Retype the entries exactly. Include every line.
****************
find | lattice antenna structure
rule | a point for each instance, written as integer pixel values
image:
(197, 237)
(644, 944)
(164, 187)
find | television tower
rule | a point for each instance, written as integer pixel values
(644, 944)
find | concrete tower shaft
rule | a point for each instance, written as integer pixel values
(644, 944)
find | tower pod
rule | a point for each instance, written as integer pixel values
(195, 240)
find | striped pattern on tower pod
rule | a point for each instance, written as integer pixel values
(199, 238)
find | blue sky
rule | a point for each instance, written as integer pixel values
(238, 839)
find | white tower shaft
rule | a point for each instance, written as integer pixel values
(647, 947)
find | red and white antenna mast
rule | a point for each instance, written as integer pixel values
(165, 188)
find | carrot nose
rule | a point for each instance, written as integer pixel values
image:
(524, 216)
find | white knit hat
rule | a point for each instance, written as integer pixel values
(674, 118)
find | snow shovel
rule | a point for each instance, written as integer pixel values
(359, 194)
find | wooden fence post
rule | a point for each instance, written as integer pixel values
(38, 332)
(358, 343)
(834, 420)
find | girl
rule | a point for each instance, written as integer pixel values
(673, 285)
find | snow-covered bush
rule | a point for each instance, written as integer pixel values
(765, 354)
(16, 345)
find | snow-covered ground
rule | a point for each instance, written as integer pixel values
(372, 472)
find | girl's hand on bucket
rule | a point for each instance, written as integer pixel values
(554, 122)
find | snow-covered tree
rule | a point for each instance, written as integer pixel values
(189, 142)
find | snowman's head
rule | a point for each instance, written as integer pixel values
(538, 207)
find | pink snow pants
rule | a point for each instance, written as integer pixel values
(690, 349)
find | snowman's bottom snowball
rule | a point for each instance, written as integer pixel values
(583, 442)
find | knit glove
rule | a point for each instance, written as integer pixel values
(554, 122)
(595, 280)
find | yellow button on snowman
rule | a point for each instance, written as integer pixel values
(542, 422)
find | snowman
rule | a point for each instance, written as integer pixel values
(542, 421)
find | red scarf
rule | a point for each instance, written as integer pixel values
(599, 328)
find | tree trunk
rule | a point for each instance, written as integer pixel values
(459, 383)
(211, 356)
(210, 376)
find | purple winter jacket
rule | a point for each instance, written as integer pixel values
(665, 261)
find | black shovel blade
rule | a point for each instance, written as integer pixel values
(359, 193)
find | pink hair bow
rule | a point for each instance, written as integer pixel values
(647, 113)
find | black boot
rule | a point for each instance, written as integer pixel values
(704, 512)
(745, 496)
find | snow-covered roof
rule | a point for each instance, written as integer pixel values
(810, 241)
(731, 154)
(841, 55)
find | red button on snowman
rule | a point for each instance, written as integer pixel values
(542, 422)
****************
▸ **Response to the exercise**
find | lattice antenna structure
rule | a point for each instance, written as integer pixel values
image:
(197, 237)
(644, 944)
(164, 187)
find | television tower
rule | a point for each instance, written as integer pixel values
(644, 944)
find | concrete tower shaft
rule | a point for each instance, written as integer pixel values
(644, 944)
find | tower pod
rule | a point for each instance, written as integer pixel values
(195, 240)
find | striped pattern on tower pod
rule | a point for each instance, written as integer pixel values
(199, 238)
find | blue sky
rule | a point for each instance, written as integer pixel values
(238, 839)
find | white tower shaft
rule | a point for each instance, written as integer pixel values
(647, 947)
find | red and white antenna mast
rule | a point for each instance, written as integer pixel values
(165, 188)
find | carrot nose
rule | a point for each instance, written as integer pixel values
image:
(524, 216)
find | white knit hat
rule | a point for each instance, written as integer pixel values
(674, 118)
find | snow shovel
rule | a point for each instance, written as integer pixel values
(359, 194)
find | wooden fence post
rule | a point for each instance, written as integer pixel values
(38, 332)
(358, 343)
(834, 420)
find | girl
rule | a point for each instance, written as integer pixel values
(673, 285)
find | snow-covered bush
rule | a point for each instance, written as integer pixel values
(765, 354)
(16, 345)
find | snow-covered ground
rule | a point for each instance, written as integer pixel values
(372, 472)
find | girl's hand on bucket
rule | a point for each instance, written as integer pixel values
(554, 122)
find | snow-covered tree
rule | a point for each instance, written as integer pixel values
(189, 142)
find | snowman's head
rule | a point for each instance, written as integer pixel values
(538, 207)
find | pink snow pants
rule | a point for each instance, written as integer pixel values
(690, 349)
find | snowman's bottom snowball
rule | a point for each instance, written as integer pixel values
(583, 442)
find | knit glove
rule | a point for each instance, written as integer pixel values
(554, 122)
(595, 280)
find | yellow button on snowman
rule | a point for each instance, written as integer pixel values
(542, 422)
find | snowman
rule | a point for each instance, written as integer pixel values
(542, 421)
find | red scarf
rule | a point for each instance, written as integer pixel values
(599, 328)
find | tree trunk
rule | a point for each instance, written as integer pixel values
(459, 383)
(211, 356)
(210, 376)
find | purple winter jacket
rule | a point for each instance, written as integer pixel values
(665, 261)
find | black shovel blade
rule | a point for each instance, written as integer pixel values
(359, 193)
find | pink hair bow
rule | a point for each instance, written as integer pixel values
(647, 113)
find | black boot
rule | a point for each instance, written as integer pixel values
(704, 512)
(745, 496)
find | snow-covered roof
rule | a point for each instance, written as integer pixel values
(810, 241)
(731, 154)
(841, 55)
find | red button on snowman
rule | a point for each instance, written as integer pixel values
(542, 422)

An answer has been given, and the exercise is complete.